> **RECORDS TO USE**
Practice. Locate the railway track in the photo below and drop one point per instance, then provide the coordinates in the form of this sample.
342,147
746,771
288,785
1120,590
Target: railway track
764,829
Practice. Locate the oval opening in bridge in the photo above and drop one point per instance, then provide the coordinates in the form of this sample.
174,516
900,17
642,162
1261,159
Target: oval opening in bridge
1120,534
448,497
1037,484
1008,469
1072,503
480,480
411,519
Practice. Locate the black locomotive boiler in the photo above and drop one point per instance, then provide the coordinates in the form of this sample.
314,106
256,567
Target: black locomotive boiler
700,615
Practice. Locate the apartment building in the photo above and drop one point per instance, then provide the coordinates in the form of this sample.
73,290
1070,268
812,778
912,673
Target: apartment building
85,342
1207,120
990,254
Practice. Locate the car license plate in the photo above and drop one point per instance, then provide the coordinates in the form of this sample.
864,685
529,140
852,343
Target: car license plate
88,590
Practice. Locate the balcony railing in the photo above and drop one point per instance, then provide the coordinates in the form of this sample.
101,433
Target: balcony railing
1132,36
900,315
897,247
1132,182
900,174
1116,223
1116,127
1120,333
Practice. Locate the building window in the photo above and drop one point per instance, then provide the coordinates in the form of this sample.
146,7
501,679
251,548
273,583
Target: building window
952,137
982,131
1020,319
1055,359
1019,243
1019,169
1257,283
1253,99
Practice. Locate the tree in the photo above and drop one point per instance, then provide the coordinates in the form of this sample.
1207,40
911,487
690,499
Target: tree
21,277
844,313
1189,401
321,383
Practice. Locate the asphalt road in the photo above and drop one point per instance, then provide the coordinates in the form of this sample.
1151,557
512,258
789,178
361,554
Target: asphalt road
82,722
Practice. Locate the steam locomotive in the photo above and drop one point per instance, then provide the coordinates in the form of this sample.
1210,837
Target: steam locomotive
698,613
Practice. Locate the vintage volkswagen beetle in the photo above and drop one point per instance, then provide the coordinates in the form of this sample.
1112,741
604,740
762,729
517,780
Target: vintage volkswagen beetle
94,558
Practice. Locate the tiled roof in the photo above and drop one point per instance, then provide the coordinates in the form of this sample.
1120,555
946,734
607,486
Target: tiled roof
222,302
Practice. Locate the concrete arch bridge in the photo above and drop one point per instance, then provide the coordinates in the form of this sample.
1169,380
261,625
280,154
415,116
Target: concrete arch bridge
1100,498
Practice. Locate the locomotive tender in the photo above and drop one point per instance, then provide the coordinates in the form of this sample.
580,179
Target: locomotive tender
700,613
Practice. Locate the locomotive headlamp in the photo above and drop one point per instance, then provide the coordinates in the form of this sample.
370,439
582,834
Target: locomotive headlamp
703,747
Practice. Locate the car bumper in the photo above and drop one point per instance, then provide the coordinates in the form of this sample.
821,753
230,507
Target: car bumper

> **INSTRUCTIONS TO FOLLOW**
Set down each entry again, unchanged.

> **COMPLETED TASK**
Practice. Locate the railway track in the photo below and drop one point per instance, then provide the coordinates in the form of this sample.
342,147
746,771
288,785
1120,590
Target: railway track
764,829
Practice. Locate the oval opening in bridge in the photo above and drop one point per instance, then provide the coordinates in the form of this sample.
174,516
900,17
642,162
1261,159
Target: oval opening in bridge
1120,534
448,497
1037,484
1008,469
1072,503
480,480
411,519
Practice. Locate the black locomotive boiler in the photo above and drop one point per instance, then provide the coordinates in the form of this sample.
314,106
256,567
Target: black locomotive boiler
700,615
Practice. Locate the apartment building in the photo above and drop one point per instance, then provide the coordinates in the form of this sample.
73,290
1070,268
812,778
912,673
Target: apartment building
85,342
1207,120
990,254
Practice. Locate the car license plate in the photo above and drop one point per instance, then provide the coordinates in the form of this sample.
864,685
529,140
852,343
Target: car license plate
88,590
Practice. Locate the balcony railing in the photo above and drop one point per instance, then provide the coordinates in the form of this sample.
101,433
Target: balcony railing
1132,36
900,315
897,247
1132,182
900,174
1116,223
1116,127
1120,333
Practice. Locate the building window in the photo above and drop one point per instance, then provide the coordinates in the form of this sample.
146,7
501,679
251,548
273,583
Target: building window
952,137
982,131
1020,319
1055,359
1019,243
1019,169
1257,283
1253,99
Practice. Locate the tree in the photo above and drop one point per instance, then provide the coordinates in the form of this sample.
1207,40
911,487
690,499
Target: tree
21,277
844,313
1189,401
321,383
Practice. Locate the asphalt road in the photo above and drop one point per instance, then provide the coordinates in the form of this sample.
1151,557
512,258
789,178
361,554
Target: asphalt road
82,722
Practice. Locate the steam locomotive in the photo above and drop one point per instance, then provide the coordinates in the form of this sample.
1210,837
Target: steam locomotive
698,613
Practice. Locate the vintage volkswagen beetle in the photo above and drop one point per instance, then provide the coordinates in the form of this sample.
1112,741
604,740
762,729
517,780
Target: vintage volkswagen beetle
94,558
Practice. Locate the tiled roof in the photo above and drop one point per instance, then provide the coordinates in the form of this sample.
1120,555
946,734
607,486
Target: tiled roof
222,302
Practice. Locate the concrete arch bridge in the photo above and drop one point per instance, then provide the coordinates in the form of this sample.
1169,380
261,625
280,154
415,116
Target: concrete arch bridge
1100,498
Practice. Locate the locomotive tender in the photo above and drop one point per instance, then provide the coordinates in the form of this sample.
580,179
Target: locomotive tender
700,613
Practice. Locate the locomotive headlamp in the photo above and drop one point per instance, then provide the coordinates in the form of this sample.
370,439
582,834
Target: locomotive headlamp
703,747
Practice. Locate the car bumper in the photo above and drop one point per instance, then provide the coordinates in the form of this sample.
821,753
230,507
Target: car bumper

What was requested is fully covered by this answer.